▶ [Problem statement] When the line containing "Practice step: pick out every instance of the short" is found in the data below, copy it and each line after it through the line containing "[(283, 81), (173, 272)]", exactly and with no others.

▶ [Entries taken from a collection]
________
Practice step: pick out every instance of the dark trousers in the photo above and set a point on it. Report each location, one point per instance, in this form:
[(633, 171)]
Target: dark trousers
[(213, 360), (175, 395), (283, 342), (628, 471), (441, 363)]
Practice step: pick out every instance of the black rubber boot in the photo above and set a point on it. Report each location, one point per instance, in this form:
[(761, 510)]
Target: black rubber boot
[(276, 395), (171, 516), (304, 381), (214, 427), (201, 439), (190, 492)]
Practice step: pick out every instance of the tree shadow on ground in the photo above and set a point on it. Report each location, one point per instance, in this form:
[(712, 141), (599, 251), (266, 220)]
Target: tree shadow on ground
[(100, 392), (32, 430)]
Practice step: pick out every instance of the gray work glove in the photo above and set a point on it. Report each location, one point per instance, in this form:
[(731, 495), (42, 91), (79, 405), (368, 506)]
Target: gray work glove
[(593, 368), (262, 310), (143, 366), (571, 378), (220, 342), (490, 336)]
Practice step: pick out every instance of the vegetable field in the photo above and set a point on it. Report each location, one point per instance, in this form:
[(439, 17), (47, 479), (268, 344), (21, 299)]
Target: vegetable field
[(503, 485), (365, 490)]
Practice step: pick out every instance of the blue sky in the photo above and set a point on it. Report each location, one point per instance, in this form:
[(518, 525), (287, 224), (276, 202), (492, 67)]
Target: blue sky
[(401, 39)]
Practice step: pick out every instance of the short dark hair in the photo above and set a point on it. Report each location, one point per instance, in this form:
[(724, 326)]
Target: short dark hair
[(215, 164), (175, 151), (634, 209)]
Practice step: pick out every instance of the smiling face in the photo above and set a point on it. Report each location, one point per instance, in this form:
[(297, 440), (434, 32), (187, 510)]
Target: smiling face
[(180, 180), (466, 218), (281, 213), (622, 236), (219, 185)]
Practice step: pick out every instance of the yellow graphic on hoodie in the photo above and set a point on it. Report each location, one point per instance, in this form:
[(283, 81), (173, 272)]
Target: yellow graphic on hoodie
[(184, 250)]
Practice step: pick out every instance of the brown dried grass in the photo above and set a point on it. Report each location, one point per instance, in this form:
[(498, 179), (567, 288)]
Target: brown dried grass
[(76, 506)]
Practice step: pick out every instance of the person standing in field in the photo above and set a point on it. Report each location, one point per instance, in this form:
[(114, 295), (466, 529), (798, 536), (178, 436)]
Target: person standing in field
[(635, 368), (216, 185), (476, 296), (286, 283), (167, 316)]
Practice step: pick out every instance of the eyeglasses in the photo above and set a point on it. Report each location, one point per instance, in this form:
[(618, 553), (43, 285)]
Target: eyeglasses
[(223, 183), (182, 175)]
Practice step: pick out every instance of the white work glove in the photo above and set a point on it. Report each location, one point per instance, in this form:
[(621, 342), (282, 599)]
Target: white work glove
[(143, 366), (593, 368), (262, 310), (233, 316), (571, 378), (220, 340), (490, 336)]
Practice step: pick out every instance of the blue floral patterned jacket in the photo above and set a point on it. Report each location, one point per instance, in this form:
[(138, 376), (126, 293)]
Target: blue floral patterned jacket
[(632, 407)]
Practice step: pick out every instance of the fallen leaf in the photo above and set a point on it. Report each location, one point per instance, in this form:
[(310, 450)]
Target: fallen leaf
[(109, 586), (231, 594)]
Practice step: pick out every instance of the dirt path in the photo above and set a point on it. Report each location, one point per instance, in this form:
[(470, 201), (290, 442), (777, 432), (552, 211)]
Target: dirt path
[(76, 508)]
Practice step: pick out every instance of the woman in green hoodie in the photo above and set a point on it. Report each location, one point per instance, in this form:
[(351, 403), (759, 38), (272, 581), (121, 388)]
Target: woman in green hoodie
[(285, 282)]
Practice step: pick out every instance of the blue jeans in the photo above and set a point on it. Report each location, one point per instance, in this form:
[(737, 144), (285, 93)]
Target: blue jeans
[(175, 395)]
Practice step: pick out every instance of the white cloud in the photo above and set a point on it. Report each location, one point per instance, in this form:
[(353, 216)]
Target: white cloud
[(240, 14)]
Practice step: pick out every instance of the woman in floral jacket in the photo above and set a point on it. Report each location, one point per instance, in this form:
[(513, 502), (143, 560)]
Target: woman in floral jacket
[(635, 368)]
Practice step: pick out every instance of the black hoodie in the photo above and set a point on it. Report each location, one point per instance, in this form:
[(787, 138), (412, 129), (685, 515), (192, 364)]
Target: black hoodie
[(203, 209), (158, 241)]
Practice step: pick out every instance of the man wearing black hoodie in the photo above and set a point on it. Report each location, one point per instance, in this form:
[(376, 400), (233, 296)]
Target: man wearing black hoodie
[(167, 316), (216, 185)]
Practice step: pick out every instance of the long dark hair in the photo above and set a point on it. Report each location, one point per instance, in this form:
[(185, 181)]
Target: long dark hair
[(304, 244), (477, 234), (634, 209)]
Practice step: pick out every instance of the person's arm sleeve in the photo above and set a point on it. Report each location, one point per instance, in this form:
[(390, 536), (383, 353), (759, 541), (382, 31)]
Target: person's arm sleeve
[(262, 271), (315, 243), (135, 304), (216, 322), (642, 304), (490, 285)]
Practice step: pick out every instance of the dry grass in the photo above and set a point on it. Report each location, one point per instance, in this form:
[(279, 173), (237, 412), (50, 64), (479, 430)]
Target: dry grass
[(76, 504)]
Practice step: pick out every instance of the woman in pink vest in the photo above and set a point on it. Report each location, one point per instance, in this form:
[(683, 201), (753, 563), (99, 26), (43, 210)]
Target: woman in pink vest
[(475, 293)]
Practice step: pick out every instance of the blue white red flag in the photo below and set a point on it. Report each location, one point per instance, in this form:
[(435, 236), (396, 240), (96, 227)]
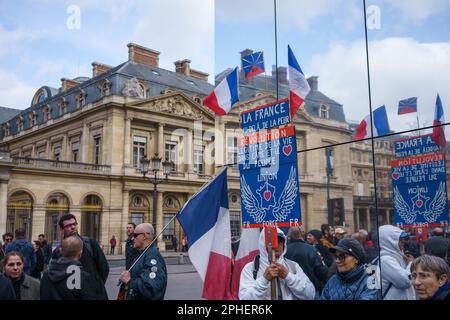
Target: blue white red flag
[(253, 64), (205, 219), (407, 105), (438, 134), (224, 95), (298, 85), (380, 125)]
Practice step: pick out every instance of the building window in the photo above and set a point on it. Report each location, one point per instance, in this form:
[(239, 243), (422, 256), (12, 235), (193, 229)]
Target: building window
[(170, 153), (62, 107), (139, 146), (75, 151), (46, 112), (97, 149), (19, 123), (324, 111), (57, 153), (81, 99), (198, 159), (32, 119)]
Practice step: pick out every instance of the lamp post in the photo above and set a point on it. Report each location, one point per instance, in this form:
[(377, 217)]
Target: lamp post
[(154, 164)]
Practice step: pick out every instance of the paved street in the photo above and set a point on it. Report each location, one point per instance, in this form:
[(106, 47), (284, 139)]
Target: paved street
[(183, 281)]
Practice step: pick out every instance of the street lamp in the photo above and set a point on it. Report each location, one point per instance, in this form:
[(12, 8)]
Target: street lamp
[(154, 164)]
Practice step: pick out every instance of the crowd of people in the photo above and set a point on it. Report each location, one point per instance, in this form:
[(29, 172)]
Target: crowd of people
[(326, 264), (329, 264)]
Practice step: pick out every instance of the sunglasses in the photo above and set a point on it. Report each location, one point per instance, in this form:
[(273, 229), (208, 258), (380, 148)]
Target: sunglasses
[(135, 235), (340, 257), (70, 225)]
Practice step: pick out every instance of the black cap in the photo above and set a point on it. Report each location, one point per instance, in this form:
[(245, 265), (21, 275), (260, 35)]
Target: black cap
[(351, 247)]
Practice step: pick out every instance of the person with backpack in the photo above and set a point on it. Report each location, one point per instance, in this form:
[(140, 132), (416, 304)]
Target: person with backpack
[(92, 258), (20, 244), (65, 278), (292, 282), (351, 279), (395, 266)]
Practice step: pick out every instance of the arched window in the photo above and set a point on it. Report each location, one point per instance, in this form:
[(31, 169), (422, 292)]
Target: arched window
[(91, 211), (20, 212)]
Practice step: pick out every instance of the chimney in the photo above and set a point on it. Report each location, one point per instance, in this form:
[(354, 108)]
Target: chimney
[(282, 75), (66, 84), (143, 55), (183, 67), (199, 75), (245, 53), (313, 83), (99, 68)]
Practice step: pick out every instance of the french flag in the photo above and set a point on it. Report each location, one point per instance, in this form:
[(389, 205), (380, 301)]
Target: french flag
[(248, 250), (224, 95), (380, 125), (205, 219), (298, 85), (438, 134)]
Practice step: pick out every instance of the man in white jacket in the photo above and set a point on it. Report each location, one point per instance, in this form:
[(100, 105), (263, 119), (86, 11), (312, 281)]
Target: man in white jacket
[(292, 282), (395, 265)]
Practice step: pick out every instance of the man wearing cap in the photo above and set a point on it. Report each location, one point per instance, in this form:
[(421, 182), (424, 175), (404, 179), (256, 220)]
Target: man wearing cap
[(292, 282), (339, 234), (395, 264), (350, 280), (147, 279)]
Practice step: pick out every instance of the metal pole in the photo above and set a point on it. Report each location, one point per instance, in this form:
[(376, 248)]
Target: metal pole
[(155, 183)]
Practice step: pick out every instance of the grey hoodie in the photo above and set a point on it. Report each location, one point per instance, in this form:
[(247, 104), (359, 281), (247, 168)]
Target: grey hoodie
[(395, 272)]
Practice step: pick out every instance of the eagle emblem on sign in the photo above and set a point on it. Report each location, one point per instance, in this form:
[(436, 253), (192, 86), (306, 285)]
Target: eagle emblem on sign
[(258, 206)]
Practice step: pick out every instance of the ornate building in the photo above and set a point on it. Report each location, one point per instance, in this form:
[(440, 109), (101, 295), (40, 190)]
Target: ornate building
[(78, 149)]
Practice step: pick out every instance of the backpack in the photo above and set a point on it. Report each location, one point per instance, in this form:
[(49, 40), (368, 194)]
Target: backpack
[(374, 277)]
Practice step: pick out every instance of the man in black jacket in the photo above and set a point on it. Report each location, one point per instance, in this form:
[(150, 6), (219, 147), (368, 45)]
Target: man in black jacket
[(308, 258), (65, 278), (92, 258)]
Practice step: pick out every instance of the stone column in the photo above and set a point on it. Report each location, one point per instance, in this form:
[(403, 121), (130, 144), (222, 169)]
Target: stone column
[(125, 216), (160, 221), (160, 141), (38, 222), (3, 205), (368, 219), (85, 144), (127, 142)]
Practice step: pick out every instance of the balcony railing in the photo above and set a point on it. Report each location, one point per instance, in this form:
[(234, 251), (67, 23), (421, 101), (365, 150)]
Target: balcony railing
[(25, 162)]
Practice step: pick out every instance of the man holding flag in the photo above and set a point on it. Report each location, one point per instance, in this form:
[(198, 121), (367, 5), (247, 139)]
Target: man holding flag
[(205, 219)]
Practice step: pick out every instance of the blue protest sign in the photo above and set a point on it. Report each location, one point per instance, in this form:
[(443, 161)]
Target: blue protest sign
[(419, 184), (270, 148), (267, 158), (415, 146), (269, 116)]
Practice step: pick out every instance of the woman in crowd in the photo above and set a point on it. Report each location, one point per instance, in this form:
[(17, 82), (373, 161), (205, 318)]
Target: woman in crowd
[(25, 287)]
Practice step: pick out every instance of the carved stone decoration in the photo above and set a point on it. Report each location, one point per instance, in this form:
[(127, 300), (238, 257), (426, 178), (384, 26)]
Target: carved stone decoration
[(176, 106), (133, 89)]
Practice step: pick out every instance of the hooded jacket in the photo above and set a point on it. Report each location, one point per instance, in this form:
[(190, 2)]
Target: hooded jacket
[(394, 269), (296, 286), (56, 285)]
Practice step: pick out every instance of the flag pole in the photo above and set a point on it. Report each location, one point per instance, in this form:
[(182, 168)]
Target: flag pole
[(276, 42)]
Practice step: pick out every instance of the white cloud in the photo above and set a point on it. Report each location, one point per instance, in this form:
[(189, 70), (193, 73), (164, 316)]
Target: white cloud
[(14, 92), (419, 10), (299, 14), (400, 68)]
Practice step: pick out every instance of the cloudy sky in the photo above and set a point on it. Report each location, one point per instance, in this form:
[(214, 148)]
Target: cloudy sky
[(409, 44)]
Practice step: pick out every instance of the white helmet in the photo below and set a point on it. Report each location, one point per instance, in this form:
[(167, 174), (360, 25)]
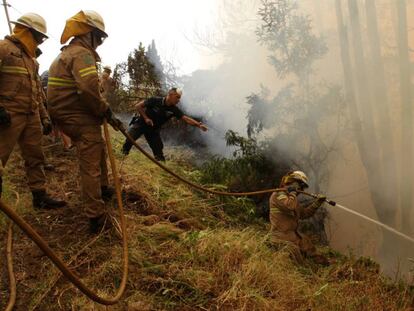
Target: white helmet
[(33, 21), (295, 176), (95, 20)]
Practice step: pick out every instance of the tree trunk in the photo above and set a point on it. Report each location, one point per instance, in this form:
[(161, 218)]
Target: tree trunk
[(385, 209), (407, 129), (380, 96), (364, 131)]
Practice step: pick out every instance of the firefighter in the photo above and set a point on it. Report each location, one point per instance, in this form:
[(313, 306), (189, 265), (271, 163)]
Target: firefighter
[(153, 113), (22, 111), (77, 107), (107, 84), (286, 212)]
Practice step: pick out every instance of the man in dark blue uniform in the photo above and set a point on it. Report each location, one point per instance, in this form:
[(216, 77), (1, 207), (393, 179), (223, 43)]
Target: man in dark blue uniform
[(153, 113)]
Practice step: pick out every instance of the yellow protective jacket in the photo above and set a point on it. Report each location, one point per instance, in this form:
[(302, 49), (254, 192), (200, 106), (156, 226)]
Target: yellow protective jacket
[(286, 211), (73, 91), (20, 87)]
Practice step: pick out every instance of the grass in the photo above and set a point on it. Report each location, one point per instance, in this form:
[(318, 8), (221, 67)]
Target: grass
[(188, 251)]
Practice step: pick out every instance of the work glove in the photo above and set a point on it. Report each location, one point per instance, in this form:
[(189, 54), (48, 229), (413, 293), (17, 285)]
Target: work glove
[(47, 126), (321, 198), (112, 120), (149, 122), (5, 119)]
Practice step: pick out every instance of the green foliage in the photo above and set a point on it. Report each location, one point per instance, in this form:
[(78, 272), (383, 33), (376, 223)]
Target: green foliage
[(140, 77)]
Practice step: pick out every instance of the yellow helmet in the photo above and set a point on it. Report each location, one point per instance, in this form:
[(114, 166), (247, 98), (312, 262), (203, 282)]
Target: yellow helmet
[(33, 21), (95, 20), (295, 176)]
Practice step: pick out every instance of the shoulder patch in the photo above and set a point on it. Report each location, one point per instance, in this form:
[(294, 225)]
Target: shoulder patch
[(282, 196), (88, 59)]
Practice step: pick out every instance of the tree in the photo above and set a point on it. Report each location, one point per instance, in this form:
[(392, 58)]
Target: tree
[(297, 115), (143, 77), (155, 60)]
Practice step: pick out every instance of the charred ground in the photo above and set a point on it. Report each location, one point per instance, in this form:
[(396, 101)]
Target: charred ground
________
▶ [Written solution]
Practice step: pick out every instance of the short dark hair in the photo above and set a point on it. Report each location, one point per instance, in this form:
[(724, 326)]
Target: short dark hair
[(215, 164), (175, 151), (634, 209)]
Practice step: pick out every instance of the smiling face in the photo above and set a point on it. Report each location, one point per instance, in this form:
[(297, 440), (434, 32), (187, 510)]
Target: smiling face
[(180, 180), (466, 218), (281, 213), (622, 236), (219, 185)]
Practice step: pick out every instance of the yellow graphic on hoodie in the photo above and set a point on it. Report each location, one point per instance, in this form:
[(283, 81), (173, 272)]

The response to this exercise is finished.